■ REQUIREMENT 1:
Answer these questions using the article about the Minneapolis house fire:
(a) Where did fire investigators believe the fire started?
(b) In what month was the home last inspected?
(c) What was suspected of starting the February 2014 blaze?

■ PAGE:
⟨
Fruetel said firefighters did everything they could to save the victims, three children of the woman who had reportedly just moved into the home there. He said there was a large amount of fire damage on the first floor. There were two children found on the first floor and another found upstairs.
"When you have those kinds of fires like that, that are heavily involved in the interior of the structure, the visibility is virtually zero," Fruetel said at a City Hall press conference. "I heard them on the radio reporting very high heat, very extreme conditions. They pushed the envelope to the limit, conducting those primary searches."
Fruetel said that fire investigators believed the fire started in the kitchen, and that the oven door was reportedly open Saturday night. "When you use the oven, they aren't vented properly. They are not a heating appliance like a furnace. They are used for cooking, not heating."
The fire chief said the home was last inspected in January and there were no violations reported, and an inspector found and there were working smoke detectors at that time. Fruetel said there did appear to be smoke detectors in the home, although firefighters didn't hear them sounding when they arrived — which rescuers often do hear when they arrive at home fires.
It wasn't clear why the family that lived in the home may have been using their oven as a heat source, although National Weather Service observations reported temperatures in Minneapolis had dipped into the upper 40's by midnight Saturday.
"I have no idea," Fruetel said, when asked why the home's heat may not have been working. He urged residents to seek help with their heat if their furnaces aren't functioning, rather than turning to makeshift or temporary heat sources.
The fire follows a February 2014 blaze that killed five children, also in north Minneapolis, suspected to have been started by a space heater.
⟩
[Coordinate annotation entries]
⟨
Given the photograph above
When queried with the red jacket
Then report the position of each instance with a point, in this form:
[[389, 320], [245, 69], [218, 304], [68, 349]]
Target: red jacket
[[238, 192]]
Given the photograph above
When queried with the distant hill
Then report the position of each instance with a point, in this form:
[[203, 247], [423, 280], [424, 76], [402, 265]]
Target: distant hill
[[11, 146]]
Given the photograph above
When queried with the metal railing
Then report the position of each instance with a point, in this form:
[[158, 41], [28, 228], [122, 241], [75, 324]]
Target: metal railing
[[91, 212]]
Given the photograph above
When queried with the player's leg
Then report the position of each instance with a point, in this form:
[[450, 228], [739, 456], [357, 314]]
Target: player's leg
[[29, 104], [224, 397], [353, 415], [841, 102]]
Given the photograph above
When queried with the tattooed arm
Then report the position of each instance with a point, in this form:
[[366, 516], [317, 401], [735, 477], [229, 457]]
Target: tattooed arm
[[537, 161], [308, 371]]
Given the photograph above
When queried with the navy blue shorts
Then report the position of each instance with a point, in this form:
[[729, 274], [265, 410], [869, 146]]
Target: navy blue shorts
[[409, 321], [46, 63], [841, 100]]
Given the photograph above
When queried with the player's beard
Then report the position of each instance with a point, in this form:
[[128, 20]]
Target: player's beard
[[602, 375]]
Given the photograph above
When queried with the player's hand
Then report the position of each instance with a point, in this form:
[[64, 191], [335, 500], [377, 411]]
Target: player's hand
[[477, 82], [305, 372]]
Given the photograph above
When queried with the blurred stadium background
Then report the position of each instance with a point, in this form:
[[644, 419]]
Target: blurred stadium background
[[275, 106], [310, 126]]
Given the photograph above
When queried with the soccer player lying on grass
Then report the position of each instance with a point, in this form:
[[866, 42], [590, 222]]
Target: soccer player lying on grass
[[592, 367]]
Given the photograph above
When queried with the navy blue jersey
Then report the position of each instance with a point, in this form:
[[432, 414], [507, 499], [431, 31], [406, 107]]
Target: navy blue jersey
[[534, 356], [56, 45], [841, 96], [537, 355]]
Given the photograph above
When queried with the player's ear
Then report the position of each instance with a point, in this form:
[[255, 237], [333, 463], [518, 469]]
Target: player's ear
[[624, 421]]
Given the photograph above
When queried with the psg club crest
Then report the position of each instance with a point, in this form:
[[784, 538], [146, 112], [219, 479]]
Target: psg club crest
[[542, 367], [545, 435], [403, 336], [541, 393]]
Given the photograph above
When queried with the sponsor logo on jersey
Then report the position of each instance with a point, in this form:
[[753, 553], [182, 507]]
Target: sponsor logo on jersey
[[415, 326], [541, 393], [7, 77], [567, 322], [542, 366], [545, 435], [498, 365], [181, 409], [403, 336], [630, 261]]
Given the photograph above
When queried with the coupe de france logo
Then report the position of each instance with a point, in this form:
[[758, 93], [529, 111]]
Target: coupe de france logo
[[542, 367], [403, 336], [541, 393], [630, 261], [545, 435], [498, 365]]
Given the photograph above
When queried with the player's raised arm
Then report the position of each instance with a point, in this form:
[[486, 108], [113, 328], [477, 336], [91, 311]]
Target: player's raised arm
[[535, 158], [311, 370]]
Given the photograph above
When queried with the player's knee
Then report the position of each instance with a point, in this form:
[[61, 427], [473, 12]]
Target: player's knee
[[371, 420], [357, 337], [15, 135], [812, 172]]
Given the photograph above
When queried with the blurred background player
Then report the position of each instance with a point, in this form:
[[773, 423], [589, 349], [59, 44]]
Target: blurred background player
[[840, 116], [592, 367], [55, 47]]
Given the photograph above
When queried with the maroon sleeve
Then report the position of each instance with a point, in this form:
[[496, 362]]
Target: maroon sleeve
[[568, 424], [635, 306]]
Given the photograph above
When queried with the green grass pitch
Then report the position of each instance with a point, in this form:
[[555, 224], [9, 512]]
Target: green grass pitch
⟩
■ REQUIREMENT 2: Convert the records, from their first line through the line containing "[[409, 321], [46, 63], [841, 100]]", into a JSON list of strings with one string per line and any blank lines omitted.

■ COMPLETE RESPONSE 1:
(a) In the kitchen.
(b) January.
(c) A space heater.

■ COMPLETE RESPONSE 2:
[
  "Given the photograph above",
  "When queried with the red jacket",
  "Then report the position of each instance with a point, in this form:",
  "[[389, 320], [245, 69], [218, 304], [68, 349]]",
  "Target: red jacket",
  "[[238, 192]]",
  "Given the photograph above",
  "When queried with the distant hill",
  "Then report the position of each instance with a point, in this form:",
  "[[203, 247], [423, 280], [424, 76], [402, 265]]",
  "Target: distant hill",
  "[[11, 146]]",
  "Given the photograph above",
  "When queried with the metal railing",
  "Then report the position of each instance with a point, in this form:",
  "[[158, 41], [28, 228], [122, 241], [75, 324]]",
  "Target: metal railing",
  "[[91, 212]]",
  "Given the photograph above",
  "When queried with the player's leg",
  "Then report the position of each instance with a point, in this form:",
  "[[450, 228], [739, 456], [357, 314]]",
  "Target: player's leg",
  "[[29, 104], [224, 397], [353, 415], [841, 102]]",
  "Given the photograph above",
  "When queried with the tattooed arm",
  "Then report the position of each instance with a point, in this form:",
  "[[366, 516], [317, 401], [735, 477], [229, 457]]",
  "Target: tattooed arm",
  "[[537, 161], [308, 371]]",
  "Given the photograph above",
  "When queried with the navy blue shorts",
  "Then report the position of each instance with a point, in this form:",
  "[[729, 274], [265, 410], [869, 146]]",
  "Target: navy blue shorts",
  "[[409, 321], [46, 63], [841, 100]]"
]